- _WHAT YOU ARE ASKED TO DO_:
Reproduce the forum thread about Restaurant: Impossible below in full, word for word.
***** EXCERPTED PASSAGE
Restaurant:Impossible

What's even more interesting is the fact that, out of 22 UK restaurants, only three are still open with their original owners!

I like Ramsay and we're planning on trying to eat at one of his London restaurants when we go there in September, but this makes interesting reading.


----------



## Donbadabon (Mar 5, 2002)

That is fascinating. 38 restaurants out of 71 for Ramsey have closed. 

I wonder if Restaurant Impossible is choosing places they know they can help (read: not in such dire straights). 

I ate at Gordon Ramsey Steak in Las Vegas and was soooo disappointed. My $63 rib eye was raw (I ordered medium well), the Mac & Cheese was swimming in truffle oil, and the Sticky Toffee Pudding was bland. Would be interesting to know how his other places are.


----------



## pmyers (Jan 4, 2001)

I also hate that RI makes you go to the website for a status, but I do like that show better (although I watch both).


----------



## Big Deficit (Jul 8, 2003)

Which is amusing since GR is a legitimate restaurateur with serious success outside his TV appearances and RI is kind of a fraud who has a reputation for ripping off investors outside his TV work.


Also, RI has been on a significantly shorter time, which could go a long way explaining the the closure rate differences. Restaurants, even well run ones have very high failure rate. With few exceptions, it's just a matter of time before they close.


----------



## Big Deficit (Jul 8, 2003)

Donbadabon said:


> I ate at Gordon Ramsey Steak in Las Vegas and was soooo disappointed. My $63 rib eye was raw (I ordered medium well), the Mac & Cheese was swimming in truffle oil, and the Sticky Toffee Pudding was bland. Would be interesting to know how his other places are.
**********
***** EXTRACTED DATA
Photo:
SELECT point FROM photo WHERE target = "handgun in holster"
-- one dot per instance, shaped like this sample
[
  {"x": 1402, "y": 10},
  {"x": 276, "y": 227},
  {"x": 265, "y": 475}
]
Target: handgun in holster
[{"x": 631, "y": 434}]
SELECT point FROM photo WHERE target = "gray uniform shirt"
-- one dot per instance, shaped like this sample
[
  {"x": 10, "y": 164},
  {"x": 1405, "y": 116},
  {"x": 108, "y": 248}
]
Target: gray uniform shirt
**********
- _SOLVED EXERCISE_:
Restaurant:Impossible

What's even more interesting is the fact that, out of 22 UK restaurants, only three are still open with their original owners!

I like Ramsay and we're planning on trying to eat at one of his London restaurants when we go there in September, but this makes interesting reading.


----------



## Donbadabon (Mar 5, 2002)

That is fascinating. 38 restaurants out of 71 for Ramsey have closed. 

I wonder if Restaurant Impossible is choosing places they know they can help (read: not in such dire straights). 

I ate at Gordon Ramsey Steak in Las Vegas and was soooo disappointed. My $63 rib eye was raw (I ordered medium well), the Mac & Cheese was swimming in truffle oil, and the Sticky Toffee Pudding was bland. Would be interesting to know how his other places are.


----------



## pmyers (Jan 4, 2001)

I also hate that RI makes you go to the website for a status, but I do like that show better (although I watch both).


----------



## Big Deficit (Jul 8, 2003)

Which is amusing since GR is a legitimate restaurateur with serious success outside his TV appearances and RI is kind of a fraud who has a reputation for ripping off investors outside his TV work.


Also, RI has been on a significantly shorter time, which could go a long way explaining the the closure rate differences. Restaurants, even well run ones have very high failure rate. With few exceptions, it's just a matter of time before they close.


----------



## Big Deficit (Jul 8, 2003)

Donbadabon said:


> I ate at Gordon Ramsey Steak in Las Vegas and was soooo disappointed. My $63 rib eye was raw (I ordered medium well), the Mac & Cheese was swimming in truffle oil, and the Sticky Toffee Pudding was bland. Would be interesting to know how his other places are.